● Übungstext

=======

Ob Du oder ich als Schreiber/Kritiker spiessig sind oder nicht, ist völlig schnurz - aber die Figuren muessen im gewählten plot konsequent angelegt sein.

Warum Neues hier im Hobbyschreiberforum? Weil Hobbyautoren schwächeren Stil, Ausdruck und Spannungsbogen ... bla haben. Wenn ein professioneller Autor vielverwendete Themen wählt, kann er das trotzdem halbwegs spannend machen. Ein Hobbyautor, der sowas schreibt, kann das nicht - dann hat der Leser etwas, das er genau so, aber eben wesentlich besser schon x-Mal gelesen hat. Hobbyautoren sollten das wettmachen, um interessant zu sein. Innovation, was Individuelles, neue Themen, Sichtweisen, settings ... wir haben ohne Massenmarktdruck nämlich hier mehr Freiheiten als Profis.
P.S. Fuer mich haben neue Ideen nix mit Krampf, sondern Phantasie und Lust am Schreiben zu tun. :-)

Den Rest spare ich mir,

Deine Befindlichkeiten sind mir schnuppe.
dann wirst Du sicher nicht erwarten, dass ich mich nett mit Deinen Rueckfragen beschäftige.

Empfehlungen: per PN oder per Meldung, und werden - wie in allen Rubriken - geprueft und ggfs. abgelehnt. Die Kriterien findest Du jeweils oben festgehalten im Empf-thread. Wir haben da letztes Jahr einiges spezifiziert und vereinheitlicht.

=======

● Bereitgestelltes Material

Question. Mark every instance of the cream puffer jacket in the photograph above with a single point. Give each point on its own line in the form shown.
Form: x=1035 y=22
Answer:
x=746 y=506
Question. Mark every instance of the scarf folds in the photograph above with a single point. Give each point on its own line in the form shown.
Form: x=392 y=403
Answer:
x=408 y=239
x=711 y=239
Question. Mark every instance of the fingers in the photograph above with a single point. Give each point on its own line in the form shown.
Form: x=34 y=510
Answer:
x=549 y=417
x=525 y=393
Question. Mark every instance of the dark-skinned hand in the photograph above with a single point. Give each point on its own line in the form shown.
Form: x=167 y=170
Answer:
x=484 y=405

=======

● Aufgabe
Zitiere den gesamten Übungstext wortgetreu. Stütze dich dabei nur auf den Übungstext.

● Lösung
Ob Du oder ich als Schreiber/Kritiker spiessig sind oder nicht, ist völlig schnurz - aber die Figuren muessen im gewählten plot konsequent angelegt sein.

Warum Neues hier im Hobbyschreiberforum? Weil Hobbyautoren schwächeren Stil, Ausdruck und Spannungsbogen ... bla haben. Wenn ein professioneller Autor vielverwendete Themen wählt, kann er das trotzdem halbwegs spannend machen. Ein Hobbyautor, der sowas schreibt, kann das nicht - dann hat der Leser etwas, das er genau so, aber eben wesentlich besser schon x-Mal gelesen hat. Hobbyautoren sollten das wettmachen, um interessant zu sein. Innovation, was Individuelles, neue Themen, Sichtweisen, settings ... wir haben ohne Massenmarktdruck nämlich hier mehr Freiheiten als Profis.
P.S. Fuer mich haben neue Ideen nix mit Krampf, sondern Phantasie und Lust am Schreiben zu tun. :-)

Den Rest spare ich mir,

Deine Befindlichkeiten sind mir schnuppe.
dann wirst Du sicher nicht erwarten, dass ich mich nett mit Deinen Rueckfragen beschäftige.

Empfehlungen: per PN oder per Meldung, und werden - wie in allen Rubriken - geprueft und ggfs. abgelehnt. Die Kriterien findest Du jeweils oben festgehalten im Empf-thread. Wir haben da letztes Jahr einiges spezifiziert und vereinheitlicht.